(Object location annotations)
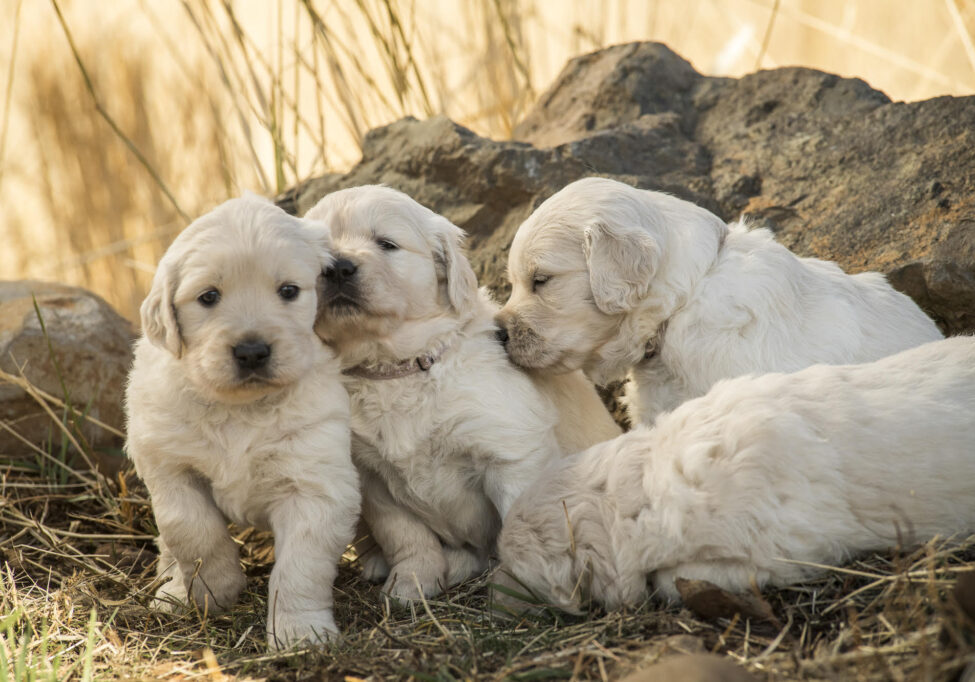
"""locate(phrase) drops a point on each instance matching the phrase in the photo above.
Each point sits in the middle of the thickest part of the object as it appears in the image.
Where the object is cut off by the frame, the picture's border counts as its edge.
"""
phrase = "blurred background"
(122, 120)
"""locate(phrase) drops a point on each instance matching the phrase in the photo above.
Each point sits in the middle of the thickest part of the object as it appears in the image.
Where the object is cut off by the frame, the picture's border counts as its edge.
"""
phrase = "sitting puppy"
(236, 411)
(446, 432)
(811, 467)
(611, 278)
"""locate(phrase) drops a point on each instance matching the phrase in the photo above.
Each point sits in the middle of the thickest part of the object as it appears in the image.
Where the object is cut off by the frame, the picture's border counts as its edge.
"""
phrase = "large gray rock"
(91, 347)
(834, 167)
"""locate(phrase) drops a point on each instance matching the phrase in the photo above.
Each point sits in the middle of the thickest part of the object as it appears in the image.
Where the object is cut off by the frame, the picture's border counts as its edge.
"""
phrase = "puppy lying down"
(619, 280)
(236, 411)
(446, 431)
(812, 466)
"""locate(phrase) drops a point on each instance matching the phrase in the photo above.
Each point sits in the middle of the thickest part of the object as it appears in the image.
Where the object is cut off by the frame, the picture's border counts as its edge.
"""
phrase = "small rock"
(709, 601)
(91, 347)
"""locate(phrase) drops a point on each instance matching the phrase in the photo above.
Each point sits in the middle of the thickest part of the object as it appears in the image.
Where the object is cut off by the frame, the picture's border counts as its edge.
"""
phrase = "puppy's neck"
(411, 339)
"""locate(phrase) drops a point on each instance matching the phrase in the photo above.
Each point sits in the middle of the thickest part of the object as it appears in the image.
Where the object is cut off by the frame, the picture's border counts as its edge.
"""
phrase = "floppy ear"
(461, 282)
(621, 262)
(158, 312)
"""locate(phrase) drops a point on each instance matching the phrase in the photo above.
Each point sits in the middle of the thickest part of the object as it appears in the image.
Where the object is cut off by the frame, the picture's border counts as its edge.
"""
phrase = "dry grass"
(77, 572)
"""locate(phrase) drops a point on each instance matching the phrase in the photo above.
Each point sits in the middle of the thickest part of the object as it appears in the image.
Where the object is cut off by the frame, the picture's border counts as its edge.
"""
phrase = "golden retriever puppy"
(236, 412)
(446, 431)
(614, 279)
(757, 475)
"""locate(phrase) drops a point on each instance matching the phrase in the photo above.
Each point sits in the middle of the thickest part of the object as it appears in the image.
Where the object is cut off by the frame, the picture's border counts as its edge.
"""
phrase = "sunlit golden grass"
(220, 96)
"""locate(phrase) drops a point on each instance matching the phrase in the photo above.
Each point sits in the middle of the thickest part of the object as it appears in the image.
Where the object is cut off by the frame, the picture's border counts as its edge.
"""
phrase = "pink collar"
(395, 370)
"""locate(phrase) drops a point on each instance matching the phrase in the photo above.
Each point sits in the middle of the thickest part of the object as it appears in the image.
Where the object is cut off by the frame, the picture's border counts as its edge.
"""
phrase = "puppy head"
(581, 263)
(234, 299)
(396, 262)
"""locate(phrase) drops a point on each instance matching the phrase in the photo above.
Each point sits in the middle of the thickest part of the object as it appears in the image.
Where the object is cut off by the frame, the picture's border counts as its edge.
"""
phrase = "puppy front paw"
(410, 580)
(308, 628)
(170, 596)
(215, 592)
(375, 569)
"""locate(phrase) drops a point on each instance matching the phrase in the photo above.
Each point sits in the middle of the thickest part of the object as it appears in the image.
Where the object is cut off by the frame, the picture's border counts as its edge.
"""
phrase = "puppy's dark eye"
(288, 292)
(209, 298)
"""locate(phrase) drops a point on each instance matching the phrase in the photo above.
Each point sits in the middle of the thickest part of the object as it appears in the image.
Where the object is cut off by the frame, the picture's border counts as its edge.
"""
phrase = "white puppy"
(810, 467)
(611, 278)
(236, 411)
(446, 432)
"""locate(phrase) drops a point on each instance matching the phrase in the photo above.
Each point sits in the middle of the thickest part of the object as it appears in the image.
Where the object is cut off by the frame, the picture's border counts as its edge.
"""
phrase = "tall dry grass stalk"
(155, 112)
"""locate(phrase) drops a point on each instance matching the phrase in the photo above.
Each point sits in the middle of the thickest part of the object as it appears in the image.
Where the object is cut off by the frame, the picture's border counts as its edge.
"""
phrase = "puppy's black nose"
(341, 269)
(252, 354)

* _WHAT YOU SHOULD DO_
Which lines in the items above contain the string "grass"? Report each of them word for word.

* _RESULT FOR THIS EXERCISE_
phrase = "dry grass"
phrase = "sunlit golden grass"
phrase = "tall dry grass stalk"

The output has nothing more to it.